- **Action item**
Go through the listing and copy every line word for word.

====== Record excerpts ======

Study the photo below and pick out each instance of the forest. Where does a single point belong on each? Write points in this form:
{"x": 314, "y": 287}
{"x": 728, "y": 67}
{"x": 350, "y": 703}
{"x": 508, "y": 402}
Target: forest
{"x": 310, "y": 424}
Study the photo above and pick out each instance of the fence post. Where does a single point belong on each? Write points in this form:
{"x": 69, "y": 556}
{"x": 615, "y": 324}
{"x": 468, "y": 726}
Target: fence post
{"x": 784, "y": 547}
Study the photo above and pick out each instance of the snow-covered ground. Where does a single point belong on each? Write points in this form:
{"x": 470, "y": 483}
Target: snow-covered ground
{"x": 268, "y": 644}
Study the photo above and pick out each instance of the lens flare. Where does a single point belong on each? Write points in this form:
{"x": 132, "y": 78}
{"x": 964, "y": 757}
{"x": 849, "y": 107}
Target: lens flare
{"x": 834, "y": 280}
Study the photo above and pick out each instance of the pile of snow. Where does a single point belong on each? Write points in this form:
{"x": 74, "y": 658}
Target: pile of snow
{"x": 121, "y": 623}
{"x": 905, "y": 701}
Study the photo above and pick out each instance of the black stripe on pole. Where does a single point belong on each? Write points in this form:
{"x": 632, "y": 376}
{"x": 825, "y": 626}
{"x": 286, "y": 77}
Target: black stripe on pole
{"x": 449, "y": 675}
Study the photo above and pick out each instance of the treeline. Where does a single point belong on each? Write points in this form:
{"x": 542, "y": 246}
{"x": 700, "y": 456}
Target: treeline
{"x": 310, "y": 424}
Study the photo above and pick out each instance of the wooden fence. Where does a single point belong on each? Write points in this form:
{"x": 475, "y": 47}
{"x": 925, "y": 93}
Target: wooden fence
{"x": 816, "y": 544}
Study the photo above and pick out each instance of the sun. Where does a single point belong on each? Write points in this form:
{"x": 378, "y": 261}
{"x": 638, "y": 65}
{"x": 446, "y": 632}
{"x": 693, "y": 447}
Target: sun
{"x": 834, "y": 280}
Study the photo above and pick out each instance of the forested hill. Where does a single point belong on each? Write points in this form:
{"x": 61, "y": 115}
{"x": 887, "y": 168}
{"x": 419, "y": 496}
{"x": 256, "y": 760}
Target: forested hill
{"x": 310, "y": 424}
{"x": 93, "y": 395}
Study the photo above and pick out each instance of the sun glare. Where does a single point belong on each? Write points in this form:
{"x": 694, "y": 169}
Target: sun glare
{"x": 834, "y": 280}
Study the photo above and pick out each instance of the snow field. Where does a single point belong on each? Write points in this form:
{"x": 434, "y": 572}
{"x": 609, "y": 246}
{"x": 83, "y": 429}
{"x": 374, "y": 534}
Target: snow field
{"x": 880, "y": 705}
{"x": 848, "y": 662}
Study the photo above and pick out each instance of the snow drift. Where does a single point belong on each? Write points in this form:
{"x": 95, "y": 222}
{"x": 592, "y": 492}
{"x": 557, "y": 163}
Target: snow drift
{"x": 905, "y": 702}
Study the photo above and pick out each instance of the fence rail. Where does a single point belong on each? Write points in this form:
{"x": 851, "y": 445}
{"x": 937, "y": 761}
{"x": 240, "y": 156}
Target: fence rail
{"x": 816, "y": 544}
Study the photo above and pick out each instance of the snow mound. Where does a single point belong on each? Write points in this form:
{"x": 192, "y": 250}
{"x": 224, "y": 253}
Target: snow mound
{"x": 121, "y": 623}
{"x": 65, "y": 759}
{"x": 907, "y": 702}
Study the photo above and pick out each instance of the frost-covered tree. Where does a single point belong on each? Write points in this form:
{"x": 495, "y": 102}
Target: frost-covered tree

======

- **Response to the task**
Study the photo below and pick out each instance of the forest. Where does a single point belong on each? Write points in this form:
{"x": 314, "y": 287}
{"x": 728, "y": 67}
{"x": 350, "y": 703}
{"x": 508, "y": 402}
Target: forest
{"x": 310, "y": 424}
Study the photo above and pick out each instance of the fence post. Where does a single point belong on each? Write points in this form:
{"x": 69, "y": 556}
{"x": 615, "y": 324}
{"x": 468, "y": 726}
Target: fence post
{"x": 784, "y": 547}
Study the photo above and pick out each instance of the snow-covered ground. Where does a single point belong on each? Write points in this form:
{"x": 470, "y": 483}
Target: snow-covered ground
{"x": 268, "y": 644}
Study the photo above and pick out each instance of the lens flare. Where does a single point belong on each? Write points in this form:
{"x": 132, "y": 78}
{"x": 964, "y": 757}
{"x": 849, "y": 107}
Target: lens flare
{"x": 834, "y": 280}
Study the photo above and pick out each instance of the pile of snow. Where does a single point belong on each? Write points in this form:
{"x": 74, "y": 658}
Target: pile of snow
{"x": 121, "y": 623}
{"x": 905, "y": 701}
Study the photo above and pick out each instance of the black stripe on pole. Where does a single point belong on each? Write points in this form:
{"x": 632, "y": 376}
{"x": 825, "y": 626}
{"x": 286, "y": 77}
Target: black stripe on pole
{"x": 449, "y": 675}
Study the photo above and pick out each instance of the treeline. Where does a single point belong on each? Write points in this form:
{"x": 542, "y": 246}
{"x": 700, "y": 456}
Target: treeline
{"x": 310, "y": 424}
Study the photo above and pick out each instance of the wooden fence. Where does a single point belong on each? Write points in this form:
{"x": 475, "y": 47}
{"x": 925, "y": 93}
Target: wooden fence
{"x": 816, "y": 544}
Study the photo above and pick out each instance of the sun. Where does a single point belong on each? Write points in this form:
{"x": 378, "y": 261}
{"x": 638, "y": 65}
{"x": 446, "y": 632}
{"x": 693, "y": 447}
Target: sun
{"x": 834, "y": 280}
Study the photo above and pick out each instance of the forested hill. Where does a single point belong on each? Write points in this form:
{"x": 61, "y": 115}
{"x": 887, "y": 168}
{"x": 419, "y": 496}
{"x": 256, "y": 760}
Target: forested hill
{"x": 310, "y": 424}
{"x": 93, "y": 395}
Study the photo above and pick out each instance of the sun glare. Where does a single point belong on each? Write points in this form:
{"x": 694, "y": 169}
Target: sun glare
{"x": 834, "y": 280}
Study the photo above and pick out each instance of the snow field. Where does a single point belong on each? Write points in this form:
{"x": 434, "y": 572}
{"x": 609, "y": 246}
{"x": 83, "y": 429}
{"x": 374, "y": 534}
Target: snow field
{"x": 880, "y": 705}
{"x": 848, "y": 662}
Study the photo above and pick out each instance of the snow drift. Where does a single point belong on each? Write points in this form:
{"x": 95, "y": 222}
{"x": 592, "y": 492}
{"x": 557, "y": 163}
Target: snow drift
{"x": 905, "y": 702}
Study the photo above and pick out each instance of the fence rail. Where does a single point belong on each? Write points in this form:
{"x": 851, "y": 445}
{"x": 937, "y": 761}
{"x": 240, "y": 156}
Target: fence rail
{"x": 816, "y": 544}
Study the photo above and pick out each instance of the snow mound. Where does a single point belong on each? Write points in this form:
{"x": 192, "y": 250}
{"x": 224, "y": 253}
Target: snow mound
{"x": 121, "y": 623}
{"x": 65, "y": 759}
{"x": 907, "y": 702}
Study the photo above and pick out each instance of the frost-covered tree. Where does a single point belong on each? Write points in this form:
{"x": 495, "y": 102}
Target: frost-covered tree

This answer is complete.